§ **DIRECTIONS**
Please find every line in the entries below that contains the string "foam", matching case exactly, and copy each one.

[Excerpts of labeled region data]
★ ★ ★ ★ ★ ★ ★

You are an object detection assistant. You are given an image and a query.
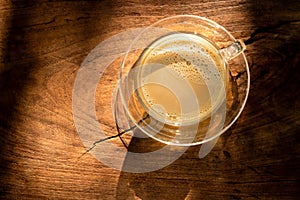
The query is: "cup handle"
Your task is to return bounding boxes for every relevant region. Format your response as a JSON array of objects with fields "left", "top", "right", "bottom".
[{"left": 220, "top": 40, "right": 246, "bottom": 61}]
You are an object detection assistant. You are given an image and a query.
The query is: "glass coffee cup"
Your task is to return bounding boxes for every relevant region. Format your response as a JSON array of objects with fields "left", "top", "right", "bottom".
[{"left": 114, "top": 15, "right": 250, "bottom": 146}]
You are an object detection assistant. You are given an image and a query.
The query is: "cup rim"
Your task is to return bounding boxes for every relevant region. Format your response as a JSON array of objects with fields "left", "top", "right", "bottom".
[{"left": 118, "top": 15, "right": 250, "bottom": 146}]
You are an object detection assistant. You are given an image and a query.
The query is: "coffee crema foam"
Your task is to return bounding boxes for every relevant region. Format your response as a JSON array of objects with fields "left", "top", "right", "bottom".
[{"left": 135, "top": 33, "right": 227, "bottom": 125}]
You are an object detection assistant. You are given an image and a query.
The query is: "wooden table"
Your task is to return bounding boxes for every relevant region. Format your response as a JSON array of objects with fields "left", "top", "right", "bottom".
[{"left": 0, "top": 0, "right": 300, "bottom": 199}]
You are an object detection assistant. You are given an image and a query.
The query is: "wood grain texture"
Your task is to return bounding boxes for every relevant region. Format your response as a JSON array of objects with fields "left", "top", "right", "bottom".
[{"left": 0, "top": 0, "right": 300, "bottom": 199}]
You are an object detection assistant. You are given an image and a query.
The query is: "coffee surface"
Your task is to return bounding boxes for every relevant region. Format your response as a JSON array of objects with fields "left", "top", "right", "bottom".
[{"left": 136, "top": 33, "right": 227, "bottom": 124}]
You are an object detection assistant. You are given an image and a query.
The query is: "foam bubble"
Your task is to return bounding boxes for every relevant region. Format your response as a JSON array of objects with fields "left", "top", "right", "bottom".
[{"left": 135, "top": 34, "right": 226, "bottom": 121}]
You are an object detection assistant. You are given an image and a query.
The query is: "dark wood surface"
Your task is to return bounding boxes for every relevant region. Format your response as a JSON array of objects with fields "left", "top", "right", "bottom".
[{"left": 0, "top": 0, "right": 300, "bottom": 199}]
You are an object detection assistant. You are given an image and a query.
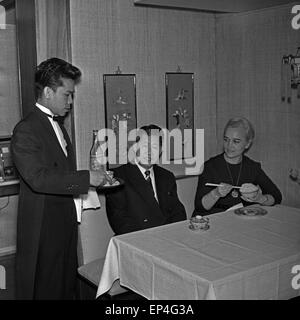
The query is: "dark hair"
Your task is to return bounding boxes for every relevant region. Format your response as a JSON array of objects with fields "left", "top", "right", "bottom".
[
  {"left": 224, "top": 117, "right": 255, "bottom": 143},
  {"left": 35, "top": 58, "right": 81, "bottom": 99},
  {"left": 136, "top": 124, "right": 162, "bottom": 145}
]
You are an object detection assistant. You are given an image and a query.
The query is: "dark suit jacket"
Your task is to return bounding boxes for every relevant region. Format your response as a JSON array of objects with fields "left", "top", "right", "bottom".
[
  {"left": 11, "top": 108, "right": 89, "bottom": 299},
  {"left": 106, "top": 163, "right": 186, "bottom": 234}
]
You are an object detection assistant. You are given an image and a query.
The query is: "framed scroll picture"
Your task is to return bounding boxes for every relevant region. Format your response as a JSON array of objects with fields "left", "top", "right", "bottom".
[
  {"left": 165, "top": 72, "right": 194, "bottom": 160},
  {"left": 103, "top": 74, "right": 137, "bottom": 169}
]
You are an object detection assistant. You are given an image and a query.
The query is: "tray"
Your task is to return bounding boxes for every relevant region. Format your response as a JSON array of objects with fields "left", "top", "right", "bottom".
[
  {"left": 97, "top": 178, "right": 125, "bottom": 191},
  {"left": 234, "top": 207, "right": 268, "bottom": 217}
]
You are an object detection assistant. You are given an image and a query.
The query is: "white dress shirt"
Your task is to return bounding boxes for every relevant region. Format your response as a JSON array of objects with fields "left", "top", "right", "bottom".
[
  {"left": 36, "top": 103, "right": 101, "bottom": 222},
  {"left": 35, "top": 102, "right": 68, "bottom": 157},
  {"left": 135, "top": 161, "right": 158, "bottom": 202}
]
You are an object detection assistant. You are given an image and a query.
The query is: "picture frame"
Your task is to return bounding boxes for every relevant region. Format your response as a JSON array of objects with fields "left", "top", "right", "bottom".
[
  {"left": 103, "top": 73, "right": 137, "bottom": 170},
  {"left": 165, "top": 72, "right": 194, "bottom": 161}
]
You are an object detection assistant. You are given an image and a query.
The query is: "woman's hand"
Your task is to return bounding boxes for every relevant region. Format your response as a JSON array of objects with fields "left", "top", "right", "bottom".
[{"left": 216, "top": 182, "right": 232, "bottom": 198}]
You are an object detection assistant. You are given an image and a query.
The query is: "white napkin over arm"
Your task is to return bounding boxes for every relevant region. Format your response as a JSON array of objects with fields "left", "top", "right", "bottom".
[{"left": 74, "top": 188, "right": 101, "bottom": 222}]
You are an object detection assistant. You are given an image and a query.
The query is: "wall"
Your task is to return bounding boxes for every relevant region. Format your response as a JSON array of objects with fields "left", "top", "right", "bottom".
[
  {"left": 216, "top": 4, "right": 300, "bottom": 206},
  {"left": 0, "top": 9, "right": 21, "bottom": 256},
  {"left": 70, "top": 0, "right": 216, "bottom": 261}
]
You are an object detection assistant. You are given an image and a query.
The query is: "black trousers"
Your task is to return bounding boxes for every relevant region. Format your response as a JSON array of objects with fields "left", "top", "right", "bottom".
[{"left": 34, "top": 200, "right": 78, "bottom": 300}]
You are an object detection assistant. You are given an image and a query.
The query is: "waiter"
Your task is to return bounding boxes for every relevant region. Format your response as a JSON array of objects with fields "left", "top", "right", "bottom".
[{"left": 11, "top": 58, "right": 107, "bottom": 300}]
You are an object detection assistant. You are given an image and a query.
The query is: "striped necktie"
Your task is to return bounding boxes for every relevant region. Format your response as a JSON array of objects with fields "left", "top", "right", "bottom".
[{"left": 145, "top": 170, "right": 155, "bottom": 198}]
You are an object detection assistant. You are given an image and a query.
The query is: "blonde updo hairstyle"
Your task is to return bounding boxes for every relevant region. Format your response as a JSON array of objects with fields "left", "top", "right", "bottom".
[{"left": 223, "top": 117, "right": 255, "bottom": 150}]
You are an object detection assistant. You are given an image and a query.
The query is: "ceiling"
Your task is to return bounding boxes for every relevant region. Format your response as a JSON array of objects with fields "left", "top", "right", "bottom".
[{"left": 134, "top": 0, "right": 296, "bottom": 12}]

★ ★ ★ ★ ★ ★ ★

§ **ANSWER FOR THIS EXERCISE**
The query is: "coffee crema foam"
The query is: "foam bubble"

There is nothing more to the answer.